Quote the lines below word for word, from the line with "of the pine" to the line with "(1078, 584)", including both of those lines.

Entries from a pointing dataset:
-- -- --

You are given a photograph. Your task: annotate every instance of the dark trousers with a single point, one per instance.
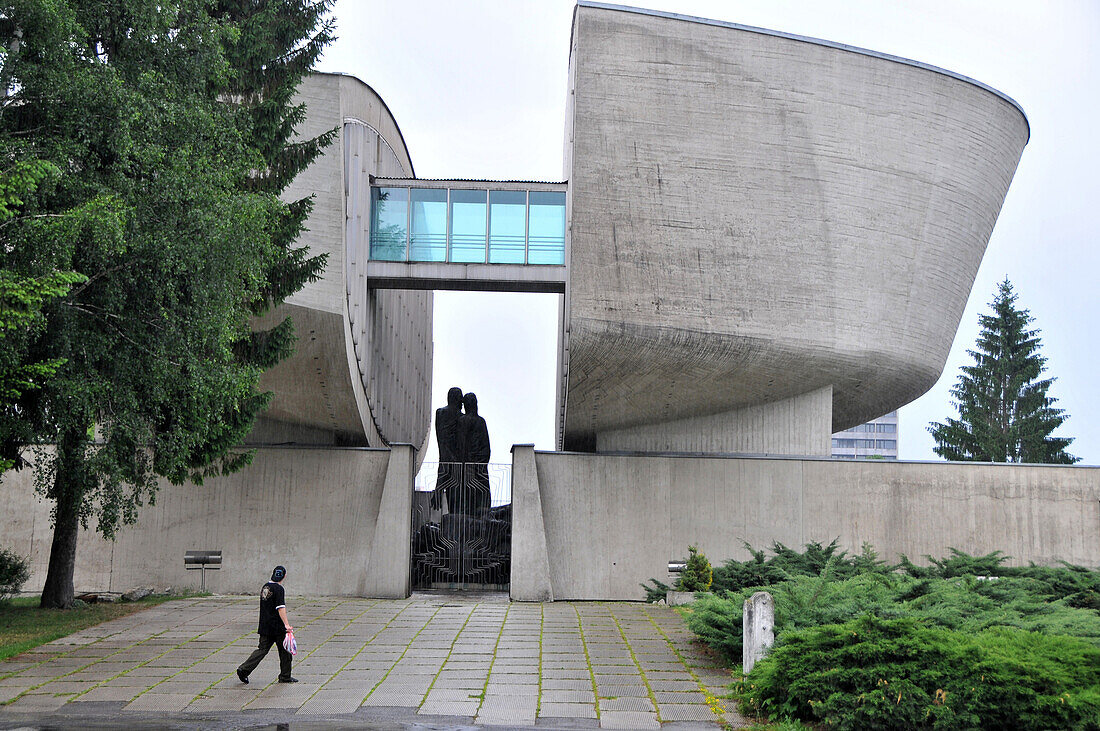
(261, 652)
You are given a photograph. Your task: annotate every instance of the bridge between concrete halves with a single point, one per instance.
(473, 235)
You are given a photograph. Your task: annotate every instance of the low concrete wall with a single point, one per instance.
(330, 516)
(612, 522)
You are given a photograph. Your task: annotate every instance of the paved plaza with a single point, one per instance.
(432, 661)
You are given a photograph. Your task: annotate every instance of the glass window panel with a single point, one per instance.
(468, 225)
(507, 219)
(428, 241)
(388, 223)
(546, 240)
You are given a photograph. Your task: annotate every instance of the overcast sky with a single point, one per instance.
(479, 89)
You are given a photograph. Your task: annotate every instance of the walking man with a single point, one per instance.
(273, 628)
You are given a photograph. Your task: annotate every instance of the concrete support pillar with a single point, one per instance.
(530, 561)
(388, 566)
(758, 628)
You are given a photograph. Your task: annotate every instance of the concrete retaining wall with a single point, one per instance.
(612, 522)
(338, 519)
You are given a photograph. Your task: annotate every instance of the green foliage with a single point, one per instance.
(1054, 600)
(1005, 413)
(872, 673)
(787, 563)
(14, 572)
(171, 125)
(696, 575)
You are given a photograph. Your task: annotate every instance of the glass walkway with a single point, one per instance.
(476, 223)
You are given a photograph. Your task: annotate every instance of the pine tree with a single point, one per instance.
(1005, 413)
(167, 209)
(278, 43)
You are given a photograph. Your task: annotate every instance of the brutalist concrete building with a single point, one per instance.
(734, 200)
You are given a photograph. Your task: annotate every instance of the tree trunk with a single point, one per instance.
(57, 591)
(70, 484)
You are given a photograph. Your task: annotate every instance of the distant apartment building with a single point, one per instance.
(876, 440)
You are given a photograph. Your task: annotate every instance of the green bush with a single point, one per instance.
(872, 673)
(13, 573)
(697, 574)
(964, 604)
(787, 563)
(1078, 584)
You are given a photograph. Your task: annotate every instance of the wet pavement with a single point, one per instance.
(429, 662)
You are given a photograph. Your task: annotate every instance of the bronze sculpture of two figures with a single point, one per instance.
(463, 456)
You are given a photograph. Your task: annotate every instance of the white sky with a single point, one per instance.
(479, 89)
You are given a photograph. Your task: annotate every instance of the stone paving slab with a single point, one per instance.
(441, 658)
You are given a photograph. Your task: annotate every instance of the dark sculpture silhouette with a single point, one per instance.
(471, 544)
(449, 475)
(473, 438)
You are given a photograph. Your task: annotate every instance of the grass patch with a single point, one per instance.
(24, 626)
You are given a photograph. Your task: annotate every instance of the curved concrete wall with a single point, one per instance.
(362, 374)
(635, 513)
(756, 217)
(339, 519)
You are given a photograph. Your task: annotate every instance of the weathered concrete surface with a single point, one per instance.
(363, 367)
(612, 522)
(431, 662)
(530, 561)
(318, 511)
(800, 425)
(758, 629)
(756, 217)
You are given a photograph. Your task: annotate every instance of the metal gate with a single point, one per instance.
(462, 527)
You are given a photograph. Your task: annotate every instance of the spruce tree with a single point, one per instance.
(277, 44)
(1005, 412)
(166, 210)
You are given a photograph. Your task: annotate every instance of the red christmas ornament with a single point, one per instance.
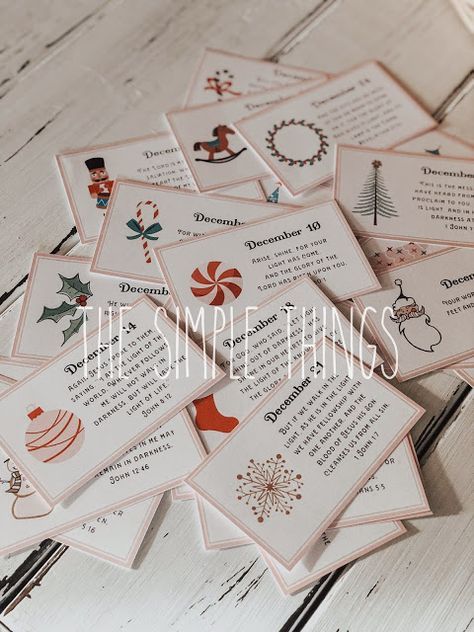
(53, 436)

-- -- --

Solved exercise ▸
You are given a photograph. Your task: annotate every instance of the pine tree with a single point, one per instance.
(1005, 413)
(167, 209)
(278, 43)
You are given a photograph. Your task: annotate every instance of the brutalist concrete building with a single point, one per instance.
(734, 200)
You are given a photograph. Your task: annotate every instance of the tree trunk with a single point, one per instance.
(57, 591)
(70, 484)
You are given a photograph. Your task: annotate every instance of the distant apartment building with a single point, one per instance.
(876, 440)
You are given a photograph. Your task: annotate every instance of the green bush with a single point, one per instance.
(872, 673)
(13, 573)
(697, 574)
(964, 604)
(787, 563)
(1078, 584)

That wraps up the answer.